#### Article:
Roger Francis Crispian Hollis (born 17 November 1936, in Bristol) is the Bishop Emeritus of Portsmouth for the Roman Catholic Church.

Early life
Crispian Hollis' parents were Christopher Hollis (1902–1977), the author and parliamentarian, and Madeleine Hollis (née King). Both his parents were received into the Roman Catholic Church. He is possibly unique among Catholic bishops in being the grandson of an Anglican bishop, the Right Revd George Arthur Hollis (1868–1944), vice-principal of Wells Theological College and later suffragan Bishop of Taunton, and the nephew of another, the Right Revd Arthur Michael Hollis, Bishop of Madras (1942-1954).

Hollis was educated at Stonyhurst College. He completed his national service as a 2nd Lt. with the Somerset Light Infantry which saw military action in Malaya. Upon his return from military service, Hollis earned an M.A. from Balliol College, Oxford. He then went to the Venerable English College in Rome, where he was ordained a priest for the Diocese of Clifton on 11 July 1965, and subsequently received a Licentiate of Sacred Theology (STL). For some time during the 1970s he was the chaplain at the Oxford University Catholic Chaplaincy.

Ministry
In 1981 he was appointed Administrator of Clifton Cathedral in Bristol and Vicar General of the Diocese of Clifton. While still in this post, he was appointed a member of the IBA's panel of religious advisers and in 1986 became a member of the Central Religious Advisory Committee (CRAC) for the BBC and the IBA.

Episcopal career

In February 1987, Hollis followed in the family footsteps when, like his grandfather and his uncle, he was appointed as auxiliary bishop (known as a "suffragan bishop" in the Church of England) to Archbishop Maurice Noël Léon Couve de Murville of the Archdiocese of Birmingham. Hollis was given special responsibility for the Oxfordshire area. This was not to last, for he was installed as Bishop of Portsmouth on 27 January 1989.

Hollis has been Chairman of the Catholic Media Trust and also Chairman of the Bishops' Committee for Europe. He served as a member of the Pontifical Council for Social Communications in the Vatican, as Chairman of the Bishops' Conference Department of Mission and Unity, Representative for the Bishops' Conference of the Churches Together in Britain and Ireland and a Member of IARCCUM (International Anglican Roman Catholic Committee for Unity and Mission). He is said to enjoy cricket and golf and, in the family tradition, to take a keen interest in current affairs.

#### Request a:
Indicate whether each of the following statements agrees with the biography of Crispian Hollis above, giving yes or no together with the deciding words of that biography, quoted exactly: (i) Hollis was ordained a priest for the Diocese of Clifton in 1965; (ii) Hollis obtained his M.A. from Balliol College before completing his national service; (iii) Hollis was installed as Bishop of Portsmouth in 1987.

Data items:

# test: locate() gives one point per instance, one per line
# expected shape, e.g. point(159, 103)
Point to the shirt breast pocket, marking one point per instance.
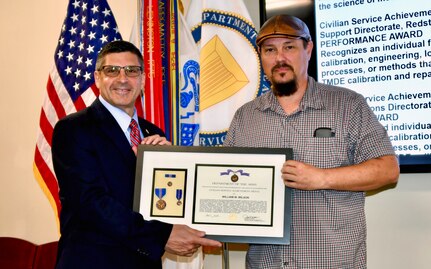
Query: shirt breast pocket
point(324, 152)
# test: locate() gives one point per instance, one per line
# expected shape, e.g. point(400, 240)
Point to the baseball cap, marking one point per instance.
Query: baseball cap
point(283, 26)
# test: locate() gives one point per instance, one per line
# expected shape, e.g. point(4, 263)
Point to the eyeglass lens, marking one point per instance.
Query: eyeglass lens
point(114, 70)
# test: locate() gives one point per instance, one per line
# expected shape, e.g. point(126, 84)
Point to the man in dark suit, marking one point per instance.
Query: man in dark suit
point(94, 161)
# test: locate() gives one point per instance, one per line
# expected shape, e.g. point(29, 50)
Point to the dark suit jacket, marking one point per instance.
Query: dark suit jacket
point(95, 169)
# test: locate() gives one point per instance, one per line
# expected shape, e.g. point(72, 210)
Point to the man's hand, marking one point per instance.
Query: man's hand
point(302, 176)
point(152, 140)
point(185, 241)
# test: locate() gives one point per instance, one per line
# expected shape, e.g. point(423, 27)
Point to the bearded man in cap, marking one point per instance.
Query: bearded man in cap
point(340, 151)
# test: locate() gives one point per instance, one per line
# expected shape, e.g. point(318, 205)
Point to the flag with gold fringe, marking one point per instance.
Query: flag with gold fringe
point(89, 25)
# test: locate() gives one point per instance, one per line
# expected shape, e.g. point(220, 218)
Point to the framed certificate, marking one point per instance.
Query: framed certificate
point(233, 194)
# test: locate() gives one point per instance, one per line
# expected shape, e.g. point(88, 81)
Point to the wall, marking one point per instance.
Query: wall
point(399, 219)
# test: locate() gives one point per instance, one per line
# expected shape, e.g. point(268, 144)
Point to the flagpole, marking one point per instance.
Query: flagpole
point(225, 256)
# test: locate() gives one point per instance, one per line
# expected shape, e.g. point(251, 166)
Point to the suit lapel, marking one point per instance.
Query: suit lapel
point(110, 129)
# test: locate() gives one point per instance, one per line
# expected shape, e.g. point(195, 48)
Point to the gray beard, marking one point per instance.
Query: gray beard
point(285, 89)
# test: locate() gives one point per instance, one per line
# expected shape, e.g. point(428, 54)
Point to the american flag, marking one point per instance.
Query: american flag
point(88, 26)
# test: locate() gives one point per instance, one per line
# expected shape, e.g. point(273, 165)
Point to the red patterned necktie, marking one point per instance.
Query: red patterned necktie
point(135, 136)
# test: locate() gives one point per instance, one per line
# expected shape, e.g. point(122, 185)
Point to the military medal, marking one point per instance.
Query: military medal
point(179, 195)
point(160, 192)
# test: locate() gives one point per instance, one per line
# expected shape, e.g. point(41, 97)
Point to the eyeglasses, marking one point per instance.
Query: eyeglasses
point(114, 70)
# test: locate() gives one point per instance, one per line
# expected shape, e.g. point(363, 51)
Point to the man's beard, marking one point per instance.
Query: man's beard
point(284, 88)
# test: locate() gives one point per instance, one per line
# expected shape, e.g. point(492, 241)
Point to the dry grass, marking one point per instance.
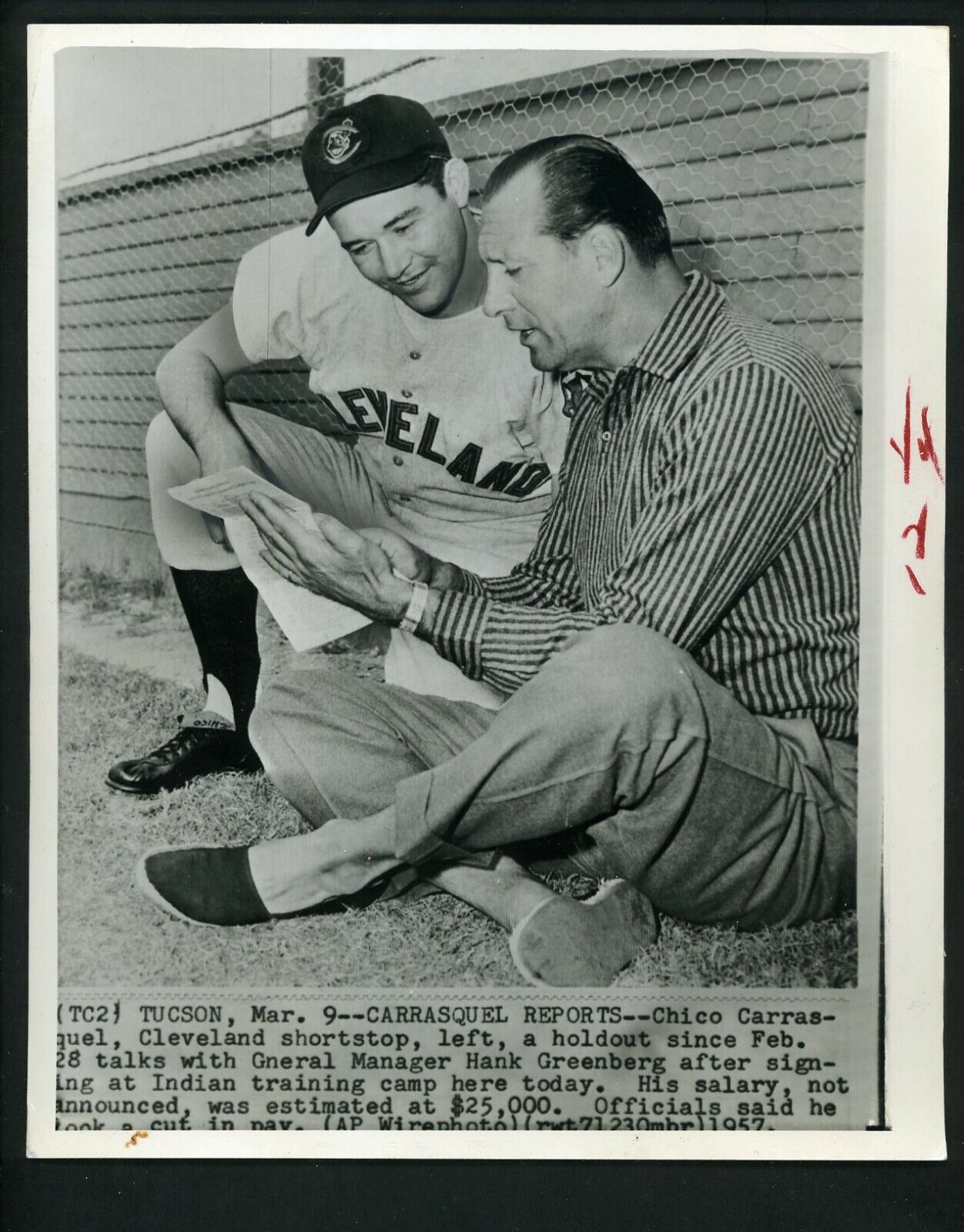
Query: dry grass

#### Request b:
Reproduce the entries without alteration, beginning with their first line and continuing through the line containing "point(89, 25)", omitting the pictures.

#### Task response a:
(i) Yes: "he was ordained a priest for the Diocese of Clifton on 11 July 1965"
(ii) No: "Upon his return from military service, Hollis earned an M.A. from Balliol College, Oxford."
(iii) No: "he was installed as Bishop of Portsmouth on 27 January 1989"

#### Task response b:
# test: locate() gives one point per instance, one per line
# expected shape, e.g. point(159, 103)
Point to the shirt breast pocket, marking one point per instance.
Query: shirt breast pocket
point(324, 152)
# test: locate() gives one point per instance, one per line
# expected shape, e.g. point(400, 240)
Point to the baseball cap, marking one point per instance.
Query: baseball cap
point(283, 26)
# test: locate() gives one point per instance, one per line
# expected shape, e.g. point(4, 263)
Point to the eyeglass lens, marking one point per instance.
Query: eyeglass lens
point(114, 70)
# test: locate() gives one point per instance, one per line
# expected shape, e.g. point(126, 84)
Point to the man in dark suit, marking one point per instance.
Query: man in dark suit
point(94, 161)
# test: locate() gives one point per instance, one per line
# expected shape, e.g. point(29, 50)
Point to the dark suit jacket, marking one point per instance.
Query: dark suit jacket
point(95, 169)
# test: locate() gives one point per instance, one per line
# expected shape, e.g. point(72, 210)
Point to the man's hand, marking one point per instance.
Query: man's hand
point(302, 176)
point(152, 140)
point(185, 241)
# test: locate() gives one point per instance, one per line
# expected shape, e.g. point(423, 27)
Point to the bearded man in cap, marking one point per instance.
Query: bearded man in cap
point(340, 151)
# test: locate() gives one point per instance, one per line
# expected shape, e.g. point(318, 205)
Point to the flag with gold fringe, marking one point per instance.
Query: flag with gold fringe
point(89, 25)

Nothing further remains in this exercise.